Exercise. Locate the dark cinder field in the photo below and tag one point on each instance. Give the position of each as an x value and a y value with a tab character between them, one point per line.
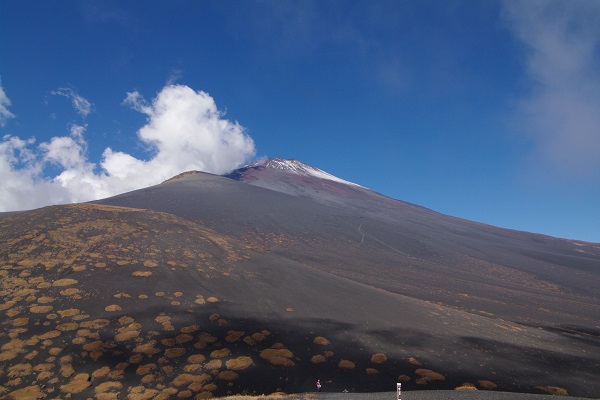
262	282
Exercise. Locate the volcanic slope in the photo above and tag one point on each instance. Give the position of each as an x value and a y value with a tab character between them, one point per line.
205	285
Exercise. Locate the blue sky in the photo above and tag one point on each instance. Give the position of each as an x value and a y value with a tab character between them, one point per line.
485	110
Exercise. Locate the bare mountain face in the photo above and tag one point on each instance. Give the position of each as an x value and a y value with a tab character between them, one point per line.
280	274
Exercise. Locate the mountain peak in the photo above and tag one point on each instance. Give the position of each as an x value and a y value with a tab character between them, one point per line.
296	167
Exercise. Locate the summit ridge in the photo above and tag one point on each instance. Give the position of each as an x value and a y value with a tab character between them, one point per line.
298	168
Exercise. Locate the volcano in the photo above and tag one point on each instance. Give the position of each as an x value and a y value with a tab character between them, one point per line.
279	274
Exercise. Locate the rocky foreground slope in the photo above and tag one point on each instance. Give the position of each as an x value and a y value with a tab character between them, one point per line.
204	286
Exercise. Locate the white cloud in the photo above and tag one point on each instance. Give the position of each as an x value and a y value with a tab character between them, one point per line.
185	131
4	104
81	105
562	111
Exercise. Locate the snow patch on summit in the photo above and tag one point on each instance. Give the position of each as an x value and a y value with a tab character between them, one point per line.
298	168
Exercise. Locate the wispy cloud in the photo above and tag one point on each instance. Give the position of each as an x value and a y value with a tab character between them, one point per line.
81	105
4	104
184	131
562	110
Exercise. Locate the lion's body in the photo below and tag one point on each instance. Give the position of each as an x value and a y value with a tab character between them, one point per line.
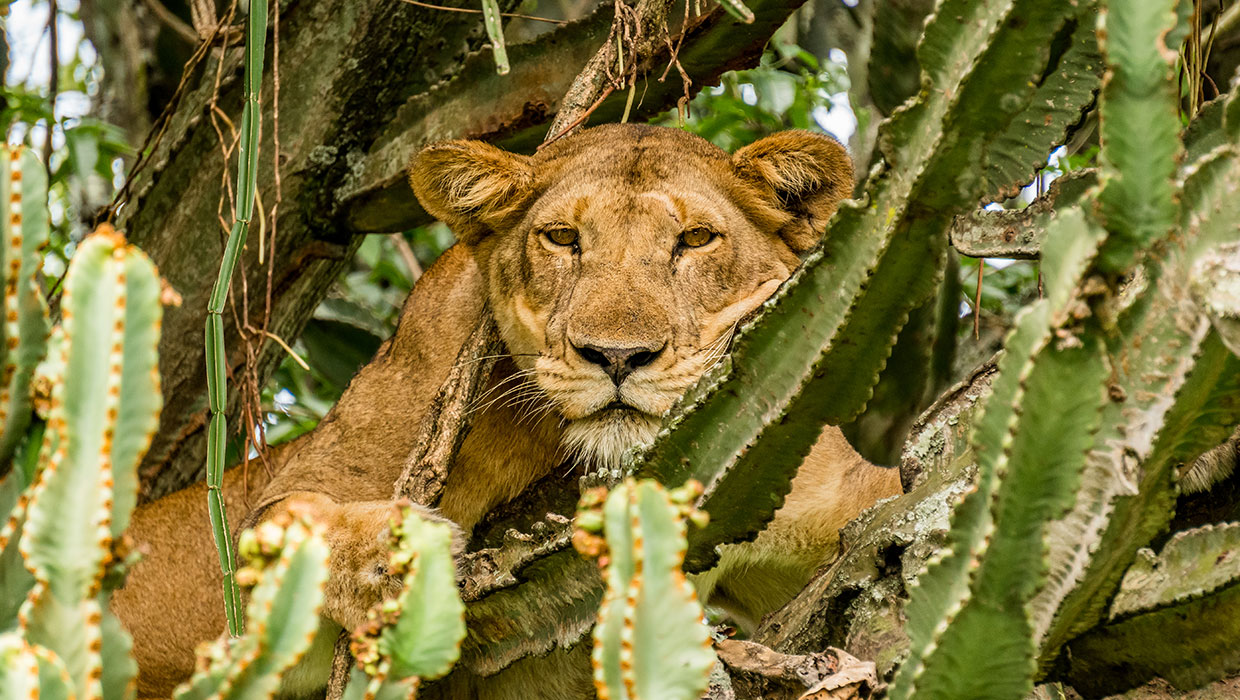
628	192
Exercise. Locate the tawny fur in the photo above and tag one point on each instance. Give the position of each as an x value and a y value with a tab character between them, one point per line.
628	192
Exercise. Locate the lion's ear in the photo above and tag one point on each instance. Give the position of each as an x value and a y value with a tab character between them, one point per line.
809	174
471	186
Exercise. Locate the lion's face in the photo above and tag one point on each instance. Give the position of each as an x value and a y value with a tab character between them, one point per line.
620	260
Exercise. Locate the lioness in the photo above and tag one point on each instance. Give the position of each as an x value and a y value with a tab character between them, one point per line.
618	264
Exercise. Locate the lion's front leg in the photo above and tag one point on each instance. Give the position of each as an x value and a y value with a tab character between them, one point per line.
357	534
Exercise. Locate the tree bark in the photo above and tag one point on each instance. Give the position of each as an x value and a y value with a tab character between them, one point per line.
363	84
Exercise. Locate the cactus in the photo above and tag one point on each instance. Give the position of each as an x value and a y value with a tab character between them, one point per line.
650	639
757	416
1174	616
104	411
24	229
1099	394
418	634
73	486
287	565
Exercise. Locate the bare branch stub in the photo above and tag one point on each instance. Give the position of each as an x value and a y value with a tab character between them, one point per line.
637	32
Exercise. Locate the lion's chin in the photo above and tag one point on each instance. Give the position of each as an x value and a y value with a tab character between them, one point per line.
603	439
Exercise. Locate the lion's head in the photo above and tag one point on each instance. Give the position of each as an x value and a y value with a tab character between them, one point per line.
620	260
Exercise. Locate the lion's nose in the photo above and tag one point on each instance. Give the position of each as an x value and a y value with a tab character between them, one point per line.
618	362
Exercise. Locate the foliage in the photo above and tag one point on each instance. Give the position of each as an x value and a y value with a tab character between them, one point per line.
247	190
86	153
68	498
790	89
1096	395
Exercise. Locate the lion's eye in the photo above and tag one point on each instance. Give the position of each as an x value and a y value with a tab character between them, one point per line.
561	236
697	237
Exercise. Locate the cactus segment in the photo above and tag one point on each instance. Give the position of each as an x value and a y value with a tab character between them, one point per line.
650	641
15	580
605	656
1138	125
24	232
424	639
738	10
996	532
289	561
1058	104
1126	491
31	672
119	668
110	301
817	351
1192	564
494	24
101	420
1176	616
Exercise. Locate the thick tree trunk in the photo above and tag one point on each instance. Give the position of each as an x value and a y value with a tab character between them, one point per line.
362	86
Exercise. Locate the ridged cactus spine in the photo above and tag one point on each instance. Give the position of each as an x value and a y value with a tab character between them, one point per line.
287	570
1102	388
650	641
104	411
101	415
815	354
416	636
24	231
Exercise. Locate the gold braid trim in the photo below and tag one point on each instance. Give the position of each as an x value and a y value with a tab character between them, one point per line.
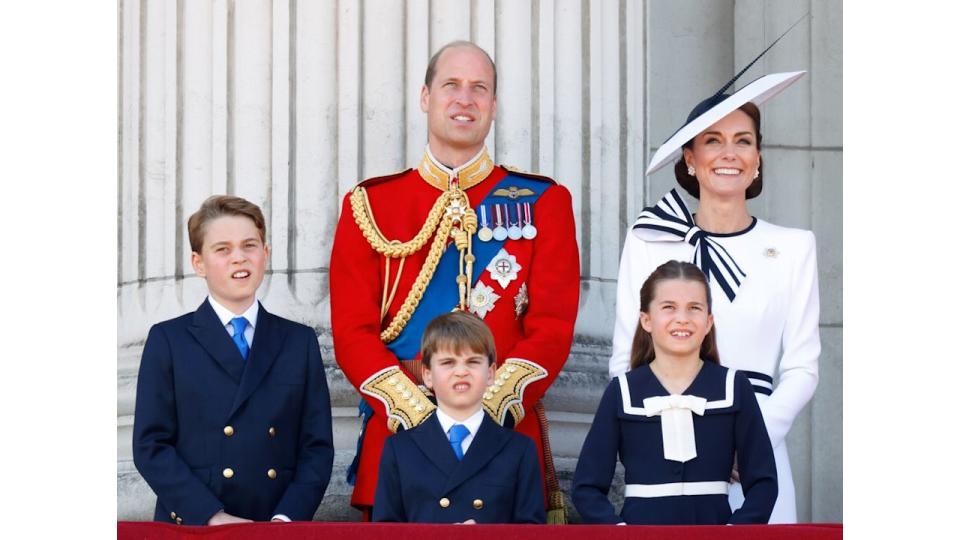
363	215
406	404
505	395
437	221
419	285
451	208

::::::::

From the line containing "Exercise. Locate the thick" through the last line of the material above, write out each line exactly, leaving aside all pictures.

## Solution to the problem
Exercise. Locate the thick tree trunk in the photo above and tag one point on each instance. Give the position of each as an x value and a y value with a tab character between them, one point per line.
362	86
Exercise. Locate the ridged cactus spine in the photo above and tag one point on each instance. Give the position of each as an x value and a y value with a tab character between them, one point per line.
287	570
1102	388
650	641
104	411
101	415
815	354
416	636
24	231
Exercise. Locate the gold braid trim in the photo below and tag one point on each instance. Give the position of each as an x value and a y value with a tab character between them, one point per line.
363	215
406	404
505	395
437	221
419	285
451	208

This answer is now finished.